• Written exercise
Write out each line of the material again, word for word.
— begin Given records —
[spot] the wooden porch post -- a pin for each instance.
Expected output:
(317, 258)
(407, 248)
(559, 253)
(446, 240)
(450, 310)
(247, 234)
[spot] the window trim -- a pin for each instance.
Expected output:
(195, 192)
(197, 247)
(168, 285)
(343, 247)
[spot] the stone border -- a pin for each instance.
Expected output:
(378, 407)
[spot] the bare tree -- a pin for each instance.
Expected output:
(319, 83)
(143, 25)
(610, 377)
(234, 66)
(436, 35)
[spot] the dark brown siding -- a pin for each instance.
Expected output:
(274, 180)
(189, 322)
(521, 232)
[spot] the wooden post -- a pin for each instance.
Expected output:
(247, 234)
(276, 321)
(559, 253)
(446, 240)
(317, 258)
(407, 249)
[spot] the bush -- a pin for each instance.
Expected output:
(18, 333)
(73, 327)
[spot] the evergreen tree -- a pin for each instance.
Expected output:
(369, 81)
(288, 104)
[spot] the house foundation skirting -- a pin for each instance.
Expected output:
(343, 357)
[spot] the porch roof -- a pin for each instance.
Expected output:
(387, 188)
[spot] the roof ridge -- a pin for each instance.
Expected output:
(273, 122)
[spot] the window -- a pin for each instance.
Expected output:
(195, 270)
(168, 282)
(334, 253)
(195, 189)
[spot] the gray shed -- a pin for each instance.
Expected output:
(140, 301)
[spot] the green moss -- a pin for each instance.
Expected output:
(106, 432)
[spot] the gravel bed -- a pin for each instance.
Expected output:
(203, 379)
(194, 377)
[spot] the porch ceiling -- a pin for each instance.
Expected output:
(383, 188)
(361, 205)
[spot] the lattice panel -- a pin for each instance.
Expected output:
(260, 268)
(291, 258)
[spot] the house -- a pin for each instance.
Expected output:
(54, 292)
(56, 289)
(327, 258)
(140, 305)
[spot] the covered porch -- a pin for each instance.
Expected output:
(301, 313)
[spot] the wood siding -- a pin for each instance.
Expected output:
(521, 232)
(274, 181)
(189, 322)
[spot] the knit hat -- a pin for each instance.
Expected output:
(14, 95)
— end Given records —
• Full response
[spot] the wooden porch post -- a pin for each instance.
Expected output:
(317, 258)
(407, 248)
(559, 253)
(446, 240)
(450, 310)
(247, 234)
[spot] the window trim -- a pin for each instance.
Expected output:
(195, 192)
(197, 247)
(168, 285)
(343, 247)
[spot] the stone border -- a pin for each instance.
Expected output:
(378, 407)
[spot] the bare tree -- a pin for each instance.
Expected output:
(319, 83)
(143, 25)
(610, 377)
(234, 66)
(436, 35)
[spot] the dark brown siding -- a pin for each instance.
Expected output:
(274, 180)
(189, 322)
(521, 232)
[spot] the wooden post -- a pin for each instance.
Expected output:
(247, 234)
(276, 321)
(559, 253)
(446, 240)
(317, 258)
(407, 249)
[spot] the bush -- a pin for each instance.
Expected output:
(18, 333)
(73, 327)
[spot] the evergreen tree -- a pin for each instance.
Expected output:
(369, 81)
(288, 104)
[spot] the house foundation skirting -- a pin for each instance.
Expected output:
(343, 357)
[spot] the porch roof -- a pin for each instance.
Expected output:
(387, 188)
[spot] the roof ridge -- a pin for each instance.
Expected output:
(273, 122)
[spot] the window -- a pin for each instance.
Expected output:
(195, 270)
(168, 282)
(334, 253)
(195, 189)
[spot] the gray shed -- a pin for each instance.
Expected output:
(140, 301)
[spot] the green moss -- a pin for each instance.
Expected output:
(106, 432)
[spot] the gravel bed -- a pin for each instance.
Expected output:
(203, 379)
(194, 377)
[spot] the porch ceiling -- a pin for each instance.
Expected output:
(383, 188)
(361, 205)
[spot] the lattice panel -- a pin for each instance.
Expected output:
(260, 268)
(291, 258)
[spot] the house -- a pin for each instance.
Expected output:
(54, 292)
(56, 289)
(327, 258)
(140, 305)
[spot] the covered porch -- a pin for each instance.
Expected output:
(301, 313)
[spot] the wood siding -- a pin for each instance.
Expected output:
(521, 232)
(274, 181)
(189, 322)
[spot] the knit hat -- a pin for each instance.
Expected output:
(14, 95)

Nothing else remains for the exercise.